WHAT THIS TASK INVOLVES:
Swap "red" for "crimson" in the listing lines that begin at the one containing "the red and" and end at the one containing "Query: red and black kite", leaving everything else unchanged, and give back only those lines.

---+---

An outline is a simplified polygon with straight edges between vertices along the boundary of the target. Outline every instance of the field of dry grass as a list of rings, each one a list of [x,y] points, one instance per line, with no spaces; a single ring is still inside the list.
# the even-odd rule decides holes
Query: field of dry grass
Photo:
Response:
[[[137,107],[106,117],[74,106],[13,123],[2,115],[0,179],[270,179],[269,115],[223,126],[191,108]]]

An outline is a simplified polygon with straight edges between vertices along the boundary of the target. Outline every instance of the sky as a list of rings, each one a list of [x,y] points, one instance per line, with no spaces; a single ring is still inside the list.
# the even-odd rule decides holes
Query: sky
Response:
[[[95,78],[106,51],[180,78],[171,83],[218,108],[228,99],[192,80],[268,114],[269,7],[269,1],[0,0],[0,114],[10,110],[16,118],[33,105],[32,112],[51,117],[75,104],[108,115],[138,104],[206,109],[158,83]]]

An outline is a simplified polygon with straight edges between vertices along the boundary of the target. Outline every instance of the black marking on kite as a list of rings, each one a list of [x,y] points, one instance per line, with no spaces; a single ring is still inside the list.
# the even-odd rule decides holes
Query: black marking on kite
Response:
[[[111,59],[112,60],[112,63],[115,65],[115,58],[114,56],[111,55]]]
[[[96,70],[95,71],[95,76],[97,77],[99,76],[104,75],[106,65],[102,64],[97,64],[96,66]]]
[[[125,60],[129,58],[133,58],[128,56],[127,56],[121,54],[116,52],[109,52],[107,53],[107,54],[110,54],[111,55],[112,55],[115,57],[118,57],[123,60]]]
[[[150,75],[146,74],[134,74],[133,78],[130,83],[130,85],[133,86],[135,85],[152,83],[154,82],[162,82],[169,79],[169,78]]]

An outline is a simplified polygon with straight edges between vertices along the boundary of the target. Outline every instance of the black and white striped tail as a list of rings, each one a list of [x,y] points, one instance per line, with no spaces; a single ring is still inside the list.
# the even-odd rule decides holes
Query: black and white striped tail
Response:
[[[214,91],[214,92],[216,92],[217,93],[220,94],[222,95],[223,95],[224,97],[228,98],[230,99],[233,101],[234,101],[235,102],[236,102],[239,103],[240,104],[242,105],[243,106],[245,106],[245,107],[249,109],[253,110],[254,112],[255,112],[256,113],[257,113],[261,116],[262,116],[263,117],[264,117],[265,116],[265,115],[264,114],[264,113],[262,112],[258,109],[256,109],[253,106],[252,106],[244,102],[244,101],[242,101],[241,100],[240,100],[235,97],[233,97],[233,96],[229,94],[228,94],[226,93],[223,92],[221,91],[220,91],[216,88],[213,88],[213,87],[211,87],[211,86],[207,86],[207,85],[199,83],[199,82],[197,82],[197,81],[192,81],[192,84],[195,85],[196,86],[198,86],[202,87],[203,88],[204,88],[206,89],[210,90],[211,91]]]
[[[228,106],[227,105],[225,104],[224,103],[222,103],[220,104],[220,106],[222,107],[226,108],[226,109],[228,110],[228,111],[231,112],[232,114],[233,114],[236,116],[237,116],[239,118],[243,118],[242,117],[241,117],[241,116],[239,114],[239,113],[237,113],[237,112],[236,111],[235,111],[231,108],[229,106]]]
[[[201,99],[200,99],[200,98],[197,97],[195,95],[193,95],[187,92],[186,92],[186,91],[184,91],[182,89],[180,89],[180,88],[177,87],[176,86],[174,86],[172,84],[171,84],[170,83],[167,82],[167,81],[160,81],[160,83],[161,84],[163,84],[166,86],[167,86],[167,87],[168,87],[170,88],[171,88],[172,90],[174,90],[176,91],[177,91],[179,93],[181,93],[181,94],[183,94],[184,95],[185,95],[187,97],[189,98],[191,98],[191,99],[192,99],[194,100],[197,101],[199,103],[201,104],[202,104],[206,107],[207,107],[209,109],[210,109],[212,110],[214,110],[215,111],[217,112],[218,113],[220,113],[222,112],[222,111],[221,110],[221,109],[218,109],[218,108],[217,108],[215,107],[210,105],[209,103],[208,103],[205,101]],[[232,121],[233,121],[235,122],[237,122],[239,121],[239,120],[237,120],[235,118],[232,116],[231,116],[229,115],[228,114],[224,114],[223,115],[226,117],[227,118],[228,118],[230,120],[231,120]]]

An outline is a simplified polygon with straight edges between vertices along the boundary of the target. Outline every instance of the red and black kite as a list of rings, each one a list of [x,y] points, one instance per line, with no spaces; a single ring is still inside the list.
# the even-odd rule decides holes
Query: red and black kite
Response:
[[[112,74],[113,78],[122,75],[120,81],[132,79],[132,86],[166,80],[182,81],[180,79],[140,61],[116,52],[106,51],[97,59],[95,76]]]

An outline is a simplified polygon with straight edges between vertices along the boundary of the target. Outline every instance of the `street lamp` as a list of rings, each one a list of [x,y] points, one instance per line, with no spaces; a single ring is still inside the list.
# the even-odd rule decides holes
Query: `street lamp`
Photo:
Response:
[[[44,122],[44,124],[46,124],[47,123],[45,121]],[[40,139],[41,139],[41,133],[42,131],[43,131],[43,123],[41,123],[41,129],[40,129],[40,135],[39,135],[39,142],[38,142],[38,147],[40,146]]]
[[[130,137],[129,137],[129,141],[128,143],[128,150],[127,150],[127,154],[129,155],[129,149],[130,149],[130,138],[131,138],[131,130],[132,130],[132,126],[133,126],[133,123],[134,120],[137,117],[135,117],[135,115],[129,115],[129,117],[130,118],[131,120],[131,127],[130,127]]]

---+---

THE RESPONSE:
An outline is a simplified polygon with straight edges between vertices along the boundary of the target. Outline every instance of the crimson and black kite as a list of rings, each one a list of [x,y] points, one instance per line, with no spaces; a single ring is still inside the list.
# the even-odd rule decides holes
Query: crimson and black kite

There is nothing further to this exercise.